Monday, January 28, 2013

The Importance of Word Count part 2

This will be a brief post, but I hope it will lead to some lengthier discussion.  I simply have a couple of questions.

1. As a reader picking up a book from an author you've never heard of, how likely are you to pick up a book the size of a phone book?  And I'm not saying from the library.  How willing are you to purchase an epic tome if you know nothing of the author and they don't have any previous titles under their name?

2. What length would you find "acceptable" for you to consider purchasing a book, regardless of reviews, recommendations from friends, or even a personal relationship with the author?

Wednesday, January 23, 2013

The Importance of Word Count part 1

Quick explanation: I had some stuff come up last week that basically kept me from doing anything on my computer.  Hence no updates and no work on my WiP.  But onto the topic of the day!

Word count can be a touchy subject for some people, including myself.  A few years ago, I wrote a very long post that led to several long discussions on one of the writing forums about the "acceptable" maximum length for Middle Grade and Young Adult fiction.  I vaguely remember what I discussed, but I know my views have changed DRASTICALLY over the following years.  Mostly because I'm no longer in the bubble that surrounded me while I worked on my first several books.  (It wasn't a bubble that I put up to remain naive, it was simply a state that I didn't realize I was in until I started working toward the next step in my career.  Education and interaction with the writing community brought new information into my life, along with new perspective and a larger bubble that will probably prove to be ill-informed as I try to educate myself more.)

- SHORT TASK A -
Turn the records from the line with "Reviewer note: check that each instance of the exposed" up to and including the line with "[[228, 188], [3, 193], [263, 165], [380, 167]]" into a Markdown table with the columns Row and Record line, skipping any blank lines.
The records that come next are unrelated to the word count blog posts.

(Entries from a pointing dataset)
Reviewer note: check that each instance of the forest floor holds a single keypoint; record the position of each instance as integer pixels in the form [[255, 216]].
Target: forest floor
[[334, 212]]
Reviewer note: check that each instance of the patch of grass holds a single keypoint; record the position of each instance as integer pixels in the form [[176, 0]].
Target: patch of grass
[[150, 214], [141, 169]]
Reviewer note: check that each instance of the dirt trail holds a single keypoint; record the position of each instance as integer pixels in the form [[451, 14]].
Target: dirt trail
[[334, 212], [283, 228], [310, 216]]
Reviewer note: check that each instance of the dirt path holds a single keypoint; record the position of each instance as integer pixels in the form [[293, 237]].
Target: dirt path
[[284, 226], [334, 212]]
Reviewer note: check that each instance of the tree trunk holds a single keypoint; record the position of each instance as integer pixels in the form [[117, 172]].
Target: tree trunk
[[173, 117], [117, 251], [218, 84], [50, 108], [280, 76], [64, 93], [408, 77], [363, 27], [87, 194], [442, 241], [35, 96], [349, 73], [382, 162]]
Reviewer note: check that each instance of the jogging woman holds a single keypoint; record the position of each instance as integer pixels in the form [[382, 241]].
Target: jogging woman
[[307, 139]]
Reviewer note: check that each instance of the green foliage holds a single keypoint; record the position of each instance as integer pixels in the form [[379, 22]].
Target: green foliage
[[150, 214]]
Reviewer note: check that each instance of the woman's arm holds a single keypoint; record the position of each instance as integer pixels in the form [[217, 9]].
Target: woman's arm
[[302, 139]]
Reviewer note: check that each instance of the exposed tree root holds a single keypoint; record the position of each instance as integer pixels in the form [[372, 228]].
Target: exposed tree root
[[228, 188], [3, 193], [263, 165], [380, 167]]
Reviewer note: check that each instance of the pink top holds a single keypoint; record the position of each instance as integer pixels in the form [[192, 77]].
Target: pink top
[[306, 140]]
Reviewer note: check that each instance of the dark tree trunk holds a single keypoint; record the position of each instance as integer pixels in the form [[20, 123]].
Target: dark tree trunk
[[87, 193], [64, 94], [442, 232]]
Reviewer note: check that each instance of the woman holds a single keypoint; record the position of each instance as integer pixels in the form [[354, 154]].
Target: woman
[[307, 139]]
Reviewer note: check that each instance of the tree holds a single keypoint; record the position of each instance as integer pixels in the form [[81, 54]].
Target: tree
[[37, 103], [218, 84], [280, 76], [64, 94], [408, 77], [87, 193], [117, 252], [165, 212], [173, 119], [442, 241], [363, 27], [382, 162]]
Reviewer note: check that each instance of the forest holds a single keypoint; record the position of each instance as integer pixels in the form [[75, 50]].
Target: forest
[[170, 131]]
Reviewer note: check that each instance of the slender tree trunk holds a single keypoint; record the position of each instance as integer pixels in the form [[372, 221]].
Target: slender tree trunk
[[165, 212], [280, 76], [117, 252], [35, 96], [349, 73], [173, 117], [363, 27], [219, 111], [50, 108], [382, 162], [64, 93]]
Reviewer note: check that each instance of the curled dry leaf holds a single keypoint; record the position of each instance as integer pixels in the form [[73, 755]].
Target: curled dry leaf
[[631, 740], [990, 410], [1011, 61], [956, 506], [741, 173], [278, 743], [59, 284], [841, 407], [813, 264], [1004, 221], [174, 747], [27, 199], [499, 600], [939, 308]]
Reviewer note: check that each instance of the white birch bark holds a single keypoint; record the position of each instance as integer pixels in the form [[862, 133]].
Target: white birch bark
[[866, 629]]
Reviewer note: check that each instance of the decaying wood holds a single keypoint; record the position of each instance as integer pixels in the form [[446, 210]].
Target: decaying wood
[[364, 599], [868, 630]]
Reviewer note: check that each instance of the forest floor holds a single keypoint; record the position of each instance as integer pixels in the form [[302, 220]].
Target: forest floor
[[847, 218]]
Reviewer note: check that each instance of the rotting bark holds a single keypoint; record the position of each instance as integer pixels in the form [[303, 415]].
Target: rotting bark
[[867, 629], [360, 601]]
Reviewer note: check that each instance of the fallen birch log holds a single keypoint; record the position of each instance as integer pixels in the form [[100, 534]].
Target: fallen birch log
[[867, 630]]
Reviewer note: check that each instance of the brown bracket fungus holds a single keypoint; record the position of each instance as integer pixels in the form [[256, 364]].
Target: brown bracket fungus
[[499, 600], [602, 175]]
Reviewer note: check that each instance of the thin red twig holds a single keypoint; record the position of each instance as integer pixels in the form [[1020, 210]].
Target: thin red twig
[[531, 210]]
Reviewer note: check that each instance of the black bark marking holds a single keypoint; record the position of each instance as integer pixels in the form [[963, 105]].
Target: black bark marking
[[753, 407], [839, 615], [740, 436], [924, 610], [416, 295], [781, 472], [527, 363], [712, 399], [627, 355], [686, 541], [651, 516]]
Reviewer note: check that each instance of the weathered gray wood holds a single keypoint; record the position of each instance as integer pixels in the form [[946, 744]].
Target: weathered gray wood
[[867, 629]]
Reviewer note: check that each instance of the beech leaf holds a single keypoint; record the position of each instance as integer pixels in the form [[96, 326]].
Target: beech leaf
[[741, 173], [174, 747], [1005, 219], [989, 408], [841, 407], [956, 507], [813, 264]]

- SHORT TASK B -
From the word count blog posts, copy the passage from "1. As a reader" up to and including "under their name?" word for word.

- WORKED ANSWER A -
| Row | Record line |
|---|---|
| 1 | Reviewer note: check that each instance of the exposed tree root holds a single keypoint; record the position of each instance as integer pixels in the form [[372, 228]]. |
| 2 | Target: exposed tree root |
| 3 | [[228, 188], [3, 193], [263, 165], [380, 167]] |

- WORKED ANSWER B -
1. As a reader picking up a book from an author you've never heard of, how likely are you to pick up a book the size of a phone book?  And I'm not saying from the library.  How willing are you to purchase an epic tome if you know nothing of the author and they don't have any previous titles under their name?